What the task asks:
Return each line of the records that contains the string "eiffel", treating uppercase and lowercase letters as different.

##########

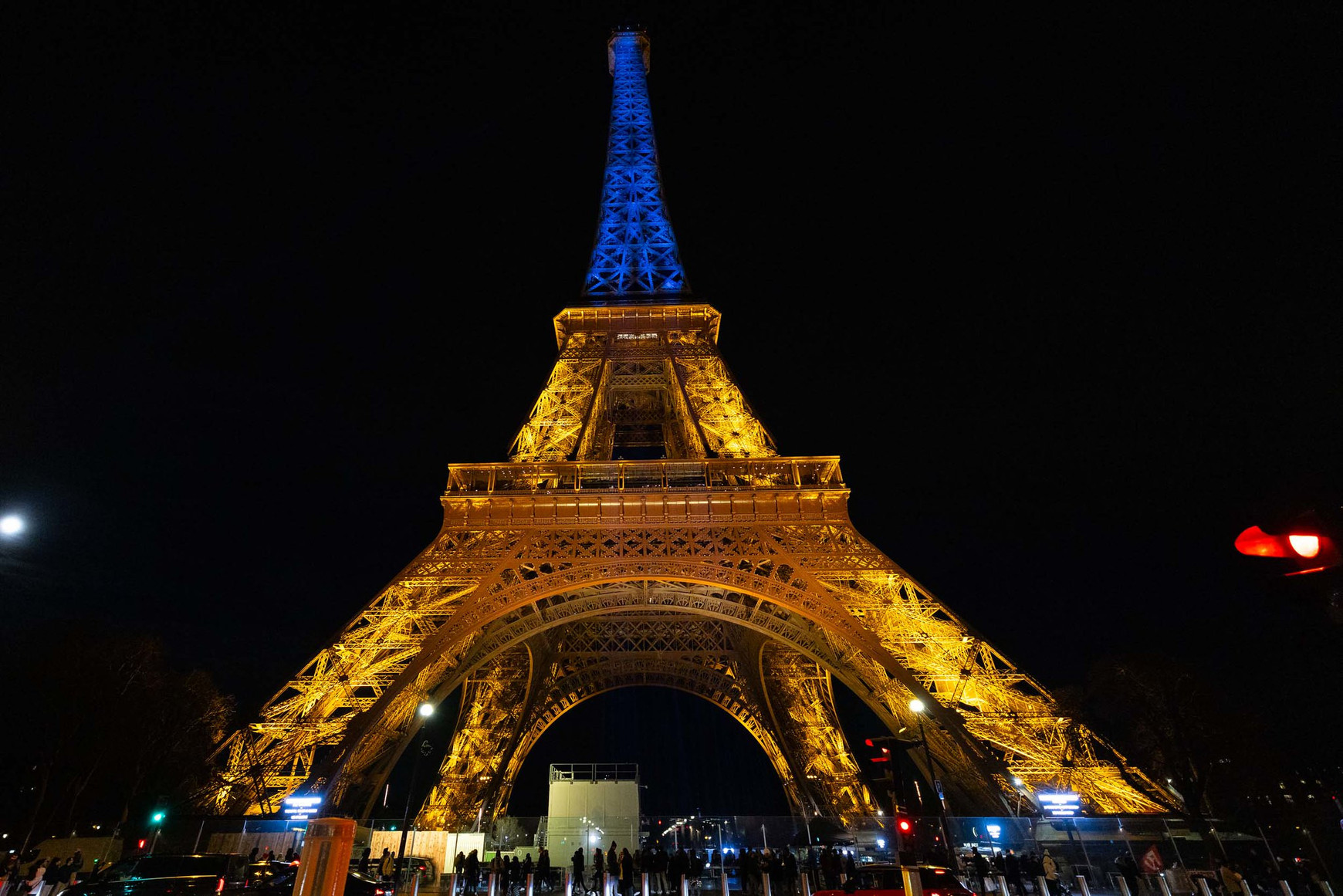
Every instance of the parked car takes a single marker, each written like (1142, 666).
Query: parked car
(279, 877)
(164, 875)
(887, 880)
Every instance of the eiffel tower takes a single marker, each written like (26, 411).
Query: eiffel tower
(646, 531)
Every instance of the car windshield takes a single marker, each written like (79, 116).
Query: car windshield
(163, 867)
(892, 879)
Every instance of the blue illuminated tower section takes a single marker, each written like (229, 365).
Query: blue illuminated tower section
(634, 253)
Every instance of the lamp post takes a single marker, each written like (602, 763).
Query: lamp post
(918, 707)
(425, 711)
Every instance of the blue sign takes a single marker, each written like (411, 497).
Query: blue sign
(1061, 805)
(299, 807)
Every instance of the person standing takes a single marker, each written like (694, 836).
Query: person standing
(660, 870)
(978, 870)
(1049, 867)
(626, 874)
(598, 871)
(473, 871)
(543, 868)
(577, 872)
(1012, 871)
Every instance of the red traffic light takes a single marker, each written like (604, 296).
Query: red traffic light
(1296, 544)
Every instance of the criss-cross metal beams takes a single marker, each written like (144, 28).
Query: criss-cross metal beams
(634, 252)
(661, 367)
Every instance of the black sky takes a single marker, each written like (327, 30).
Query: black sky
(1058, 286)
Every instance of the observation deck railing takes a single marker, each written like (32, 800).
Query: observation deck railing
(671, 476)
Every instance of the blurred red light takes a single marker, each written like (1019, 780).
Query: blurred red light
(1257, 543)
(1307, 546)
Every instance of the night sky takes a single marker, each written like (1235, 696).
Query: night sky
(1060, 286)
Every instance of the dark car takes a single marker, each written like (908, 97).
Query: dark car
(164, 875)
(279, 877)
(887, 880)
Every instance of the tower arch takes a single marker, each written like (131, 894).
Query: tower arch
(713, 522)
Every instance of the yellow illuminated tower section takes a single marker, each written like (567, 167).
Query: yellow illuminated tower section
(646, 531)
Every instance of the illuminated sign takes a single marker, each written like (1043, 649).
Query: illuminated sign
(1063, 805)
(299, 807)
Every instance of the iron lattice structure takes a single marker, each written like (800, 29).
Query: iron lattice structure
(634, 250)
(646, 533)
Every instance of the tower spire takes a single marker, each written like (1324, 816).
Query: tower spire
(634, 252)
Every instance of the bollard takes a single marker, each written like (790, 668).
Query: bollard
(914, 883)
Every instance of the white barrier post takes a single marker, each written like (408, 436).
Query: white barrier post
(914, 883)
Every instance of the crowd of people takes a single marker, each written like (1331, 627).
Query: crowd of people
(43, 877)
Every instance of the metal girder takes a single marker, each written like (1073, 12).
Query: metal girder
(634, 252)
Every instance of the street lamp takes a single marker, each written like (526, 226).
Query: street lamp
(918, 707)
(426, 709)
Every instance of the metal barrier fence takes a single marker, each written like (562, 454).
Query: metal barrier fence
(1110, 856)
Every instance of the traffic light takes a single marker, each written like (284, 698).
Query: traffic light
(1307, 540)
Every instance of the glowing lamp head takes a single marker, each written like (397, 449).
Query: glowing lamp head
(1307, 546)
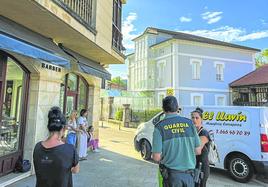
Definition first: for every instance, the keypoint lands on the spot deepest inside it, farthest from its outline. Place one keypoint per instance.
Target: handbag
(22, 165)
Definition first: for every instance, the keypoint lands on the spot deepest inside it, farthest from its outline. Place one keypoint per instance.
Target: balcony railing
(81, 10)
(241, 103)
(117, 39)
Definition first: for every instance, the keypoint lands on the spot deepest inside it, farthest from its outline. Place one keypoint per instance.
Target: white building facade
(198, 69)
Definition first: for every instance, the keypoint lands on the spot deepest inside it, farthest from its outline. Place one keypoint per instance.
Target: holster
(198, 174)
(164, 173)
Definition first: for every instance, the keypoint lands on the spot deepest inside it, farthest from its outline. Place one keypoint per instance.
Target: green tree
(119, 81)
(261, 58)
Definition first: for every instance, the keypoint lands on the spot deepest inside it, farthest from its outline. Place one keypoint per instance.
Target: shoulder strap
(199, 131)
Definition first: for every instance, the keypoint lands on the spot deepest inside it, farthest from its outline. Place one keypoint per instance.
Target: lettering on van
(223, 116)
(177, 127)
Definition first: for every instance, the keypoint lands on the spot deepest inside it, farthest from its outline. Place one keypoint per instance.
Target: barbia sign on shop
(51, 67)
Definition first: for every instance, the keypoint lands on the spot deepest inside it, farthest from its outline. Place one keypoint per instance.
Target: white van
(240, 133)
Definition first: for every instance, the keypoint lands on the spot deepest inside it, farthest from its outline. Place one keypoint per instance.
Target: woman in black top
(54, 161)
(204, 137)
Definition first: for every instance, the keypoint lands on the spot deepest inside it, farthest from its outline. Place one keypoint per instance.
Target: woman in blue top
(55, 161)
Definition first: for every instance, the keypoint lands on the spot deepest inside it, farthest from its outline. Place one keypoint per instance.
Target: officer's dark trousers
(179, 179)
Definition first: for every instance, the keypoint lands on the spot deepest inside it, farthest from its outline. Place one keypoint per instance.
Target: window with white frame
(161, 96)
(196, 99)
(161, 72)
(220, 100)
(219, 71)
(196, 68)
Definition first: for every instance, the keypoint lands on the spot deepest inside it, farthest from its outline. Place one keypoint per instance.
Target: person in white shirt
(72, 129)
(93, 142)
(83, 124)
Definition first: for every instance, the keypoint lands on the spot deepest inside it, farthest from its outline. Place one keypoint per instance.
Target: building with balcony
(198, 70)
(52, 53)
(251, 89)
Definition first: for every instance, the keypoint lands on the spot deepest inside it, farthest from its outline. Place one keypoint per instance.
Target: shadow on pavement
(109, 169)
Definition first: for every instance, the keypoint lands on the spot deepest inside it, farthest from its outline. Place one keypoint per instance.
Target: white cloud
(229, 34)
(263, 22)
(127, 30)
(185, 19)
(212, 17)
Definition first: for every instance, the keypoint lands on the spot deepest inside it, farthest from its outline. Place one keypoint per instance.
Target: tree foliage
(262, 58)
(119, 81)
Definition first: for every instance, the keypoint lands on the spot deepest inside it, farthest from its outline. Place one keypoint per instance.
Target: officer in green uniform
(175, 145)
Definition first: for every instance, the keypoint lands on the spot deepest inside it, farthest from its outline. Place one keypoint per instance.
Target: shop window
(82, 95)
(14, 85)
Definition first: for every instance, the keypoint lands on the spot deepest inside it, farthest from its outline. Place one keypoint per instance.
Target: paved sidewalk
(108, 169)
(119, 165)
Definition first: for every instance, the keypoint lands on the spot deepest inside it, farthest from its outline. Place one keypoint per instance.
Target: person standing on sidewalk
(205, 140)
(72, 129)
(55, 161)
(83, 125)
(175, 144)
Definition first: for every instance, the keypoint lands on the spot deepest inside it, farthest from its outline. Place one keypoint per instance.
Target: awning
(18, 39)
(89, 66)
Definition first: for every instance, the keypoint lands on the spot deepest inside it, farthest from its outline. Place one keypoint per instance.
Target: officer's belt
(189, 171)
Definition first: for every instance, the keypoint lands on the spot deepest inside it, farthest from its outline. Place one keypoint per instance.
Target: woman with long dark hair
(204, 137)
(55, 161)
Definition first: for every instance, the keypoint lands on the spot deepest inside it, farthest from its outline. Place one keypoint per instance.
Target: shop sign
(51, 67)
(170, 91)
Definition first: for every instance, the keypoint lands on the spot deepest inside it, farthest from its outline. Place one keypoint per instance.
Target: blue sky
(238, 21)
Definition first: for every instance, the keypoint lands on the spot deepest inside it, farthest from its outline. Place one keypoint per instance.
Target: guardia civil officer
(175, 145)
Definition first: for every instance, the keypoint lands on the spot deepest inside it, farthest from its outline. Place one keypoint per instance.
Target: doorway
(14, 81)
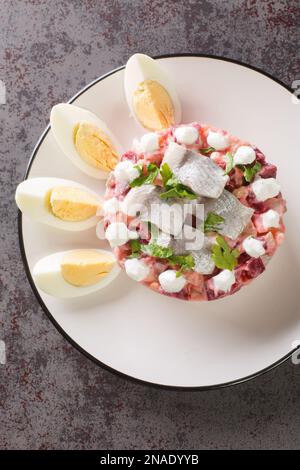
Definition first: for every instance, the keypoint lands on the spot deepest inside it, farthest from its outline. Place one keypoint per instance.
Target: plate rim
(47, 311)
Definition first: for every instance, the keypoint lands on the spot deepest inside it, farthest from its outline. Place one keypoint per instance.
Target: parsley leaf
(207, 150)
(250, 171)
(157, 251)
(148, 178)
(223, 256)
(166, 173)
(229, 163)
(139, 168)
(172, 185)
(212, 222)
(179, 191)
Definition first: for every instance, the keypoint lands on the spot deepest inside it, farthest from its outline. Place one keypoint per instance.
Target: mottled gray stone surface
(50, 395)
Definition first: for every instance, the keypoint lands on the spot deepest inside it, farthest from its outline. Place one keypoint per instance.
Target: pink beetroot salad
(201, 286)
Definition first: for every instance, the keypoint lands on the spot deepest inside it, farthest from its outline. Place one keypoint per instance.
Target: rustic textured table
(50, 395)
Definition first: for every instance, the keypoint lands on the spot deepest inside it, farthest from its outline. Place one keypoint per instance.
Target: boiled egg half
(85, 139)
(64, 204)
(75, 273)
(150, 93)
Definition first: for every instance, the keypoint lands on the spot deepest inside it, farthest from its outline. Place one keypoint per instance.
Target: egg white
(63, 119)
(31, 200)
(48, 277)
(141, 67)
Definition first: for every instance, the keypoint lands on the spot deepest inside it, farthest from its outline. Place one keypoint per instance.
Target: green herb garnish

##########

Worked answer:
Every instance of the eiffel tower takes a single marker, each written like (26, 411).
Query: eiffel tower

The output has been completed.